> [REQUEST 1]: Pull out each line of the records that contains the string "prompts", copying it unchanged.
*** Opening GIVEN TEXT ***
* TIF_SINGLESTEP bug?
@ 2015-04-10 21:30 Andy Lutomirski
2015-04-11 13:32 ` Oleg Nesterov
0 siblings, 1 reply; 3+ messages in thread
From: Andy Lutomirski @ 2015-04-10 21:30 UTC (permalink / raw)
To: Oleg Nesterov, X86 ML, linux-kernel@vger.kernel.org,
Borislav Petkov, Denys Vlasenko
[-- Attachment #1: Type: text/plain, Size: 1089 bytes --]
Hi all-
AFAICS there are several things wrong with our magical do_debug
handling of single-stepping through the kernel. They boil down to two
issues:
1. do_debug seems to be overly permissive in terms of what faults in
kernel space it thinks are okay. This isn't obviously a problem
except that it obfuscates what's going on. AFAICT the *only*
acceptable case is TF set on sysenter. All the mentions of syscalls
are garbage -- both int80 and syscall clear TF.
2. I think this is wrong:
set_tsk_thread_flag(tsk, TIF_SINGLESTEP);
regs->flags &= ~X86_EFLAGS_TF;
TIF_SINGLESTEP doesn't mean "set TF in this sysenter's saved flags and
then clear TIF_SINGLESTEP". It means something complicated.
The upshot AFAICT is that the attached program blows up if you build
it with -m32 and run it on an Intel machine.
Help? The best option I see is to add a new ti flag that tells the
syscall entry hook to clear that flag and set TF in regs->flags. But
I don't understand ptrace or kgdb very well.
--Andy
--
Andy Lutomirski
AMA Capital Management, LLC
[-- Attachment #2: single_step_syscall.c --]
[-- Type: text/x-csrc, Size: 2960 bytes --]
#define _GNU_SOURCE
#include <sys/time.h>
#include <time.h>
#include <stdlib.h>
#include <sys/syscall.h>
#include <unistd.h>
#include <stdio.h>
#include <string.h>
#include <inttypes.h>
#include <sys/mman.h>
#include <sys/signal.h>
#include <sys/ucontext.h>
#include <asm/ldt.h>
#include <err.h>
#include <setjmp.h>
#include <stddef.h>
#include <stdbool.h>
#include <sys/ptrace.h>
#include <sys/user.h>
static void sethandler(int sig, void (*handler)(int, siginfo_t *, void *),
int flags)
*** Closing GIVEN TEXT ***
*** Opening GIVEN INFORMATION ***
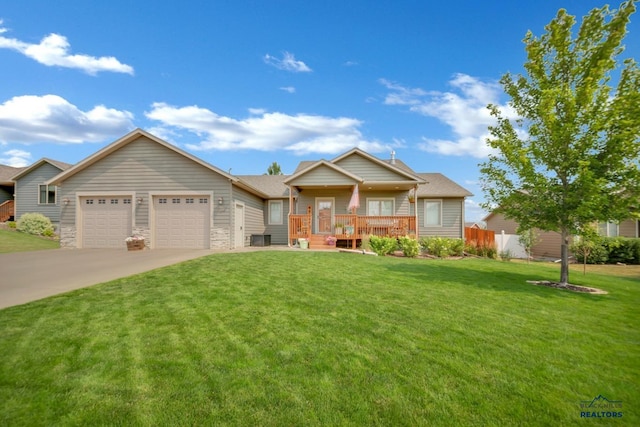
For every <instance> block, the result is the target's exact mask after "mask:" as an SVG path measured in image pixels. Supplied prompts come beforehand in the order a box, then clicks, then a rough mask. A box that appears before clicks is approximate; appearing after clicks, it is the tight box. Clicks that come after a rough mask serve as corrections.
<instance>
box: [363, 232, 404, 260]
mask: <svg viewBox="0 0 640 427" xmlns="http://www.w3.org/2000/svg"><path fill="white" fill-rule="evenodd" d="M369 246H370V247H371V250H372V251H373V252H375V253H377V254H378V255H380V256H384V255H388V254H390V253H393V251H395V250H396V249H397V248H398V241H397V240H396V239H394V238H393V237H380V236H374V235H371V236H369Z"/></svg>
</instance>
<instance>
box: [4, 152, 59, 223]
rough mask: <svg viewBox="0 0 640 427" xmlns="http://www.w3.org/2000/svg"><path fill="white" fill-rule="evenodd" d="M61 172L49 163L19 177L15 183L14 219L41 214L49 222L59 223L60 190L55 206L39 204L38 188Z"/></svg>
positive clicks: (34, 169)
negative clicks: (15, 218) (24, 214)
mask: <svg viewBox="0 0 640 427" xmlns="http://www.w3.org/2000/svg"><path fill="white" fill-rule="evenodd" d="M60 172H61V170H60V169H58V168H57V167H55V166H52V165H50V164H49V163H43V164H42V165H40V166H39V167H37V168H35V169H34V170H32V171H31V172H29V173H28V174H26V175H24V176H22V177H20V178H19V179H18V181H17V182H16V186H15V194H16V208H15V210H16V214H15V217H16V219H19V218H20V217H21V216H22V215H24V214H25V213H29V212H37V213H41V214H43V215H44V216H46V217H48V218H49V219H50V220H51V222H53V223H54V224H55V223H58V222H59V221H60V201H61V200H62V198H61V197H60V189H59V188H58V192H57V194H56V203H55V204H40V203H39V202H40V195H39V186H40V185H42V184H44V183H45V182H46V181H48V180H49V179H51V178H53V177H54V176H56V175H58V174H59V173H60Z"/></svg>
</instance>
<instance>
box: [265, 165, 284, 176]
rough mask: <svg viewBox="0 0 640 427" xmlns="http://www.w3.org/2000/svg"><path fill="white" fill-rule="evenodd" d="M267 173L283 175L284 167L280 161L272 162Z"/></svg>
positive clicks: (268, 173)
mask: <svg viewBox="0 0 640 427" xmlns="http://www.w3.org/2000/svg"><path fill="white" fill-rule="evenodd" d="M267 175H282V169H280V165H279V164H278V162H273V163H271V166H269V167H268V168H267Z"/></svg>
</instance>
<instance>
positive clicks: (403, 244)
mask: <svg viewBox="0 0 640 427" xmlns="http://www.w3.org/2000/svg"><path fill="white" fill-rule="evenodd" d="M398 241H399V242H400V248H401V249H402V253H403V254H404V256H406V257H410V258H415V257H417V256H418V254H419V253H420V244H419V243H418V241H417V240H416V239H414V238H412V237H409V236H402V237H399V238H398Z"/></svg>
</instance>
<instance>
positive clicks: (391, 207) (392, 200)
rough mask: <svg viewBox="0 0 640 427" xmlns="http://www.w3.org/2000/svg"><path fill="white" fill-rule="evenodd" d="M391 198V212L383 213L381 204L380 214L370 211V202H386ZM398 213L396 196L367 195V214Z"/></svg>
mask: <svg viewBox="0 0 640 427" xmlns="http://www.w3.org/2000/svg"><path fill="white" fill-rule="evenodd" d="M389 200H391V214H389V215H383V214H382V206H380V214H378V215H374V214H372V213H371V212H370V211H369V203H371V202H386V201H389ZM395 214H396V198H395V197H367V216H394V215H395Z"/></svg>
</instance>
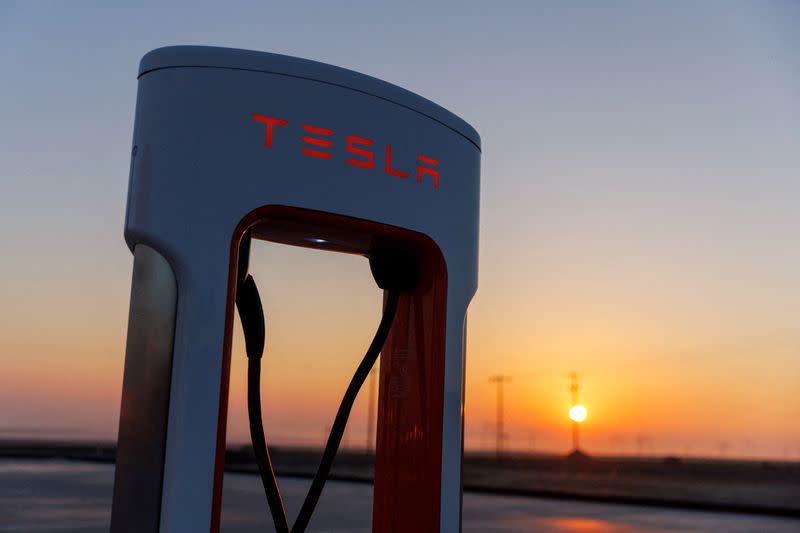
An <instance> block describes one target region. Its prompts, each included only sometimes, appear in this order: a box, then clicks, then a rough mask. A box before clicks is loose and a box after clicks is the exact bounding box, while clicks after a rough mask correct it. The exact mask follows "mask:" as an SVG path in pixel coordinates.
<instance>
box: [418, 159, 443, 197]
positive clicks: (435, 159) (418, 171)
*** Closing GIVEN INFORMATION ***
> [REQUEST 2]: In the TIF_SINGLESTEP thread, which two system call mechanisms are said to clear TF?

> [EXPECTED ANSWER 1]:
For every <instance> block, the result is the target's exact mask after "mask:" as an SVG path measured in image pixels. Supplied prompts come beforehand in the order a box, then clicks, then a rough mask. A box that appears before clicks is approximate; appearing after clicks, it is the tight box. Clicks that come after a rough mask serve as corrections.
An <instance> block describes one target region. Its prompts, each included only sometimes, appear in this order: a box, then clicks, then a rough mask. A box before clicks is loose and a box after clicks is the exact bounding box, while clicks after a rough mask correct it. The exact mask follows "mask:" as an SVG path in pixel coordinates.

> [EXPECTED ANSWER 2]: int80 and syscall.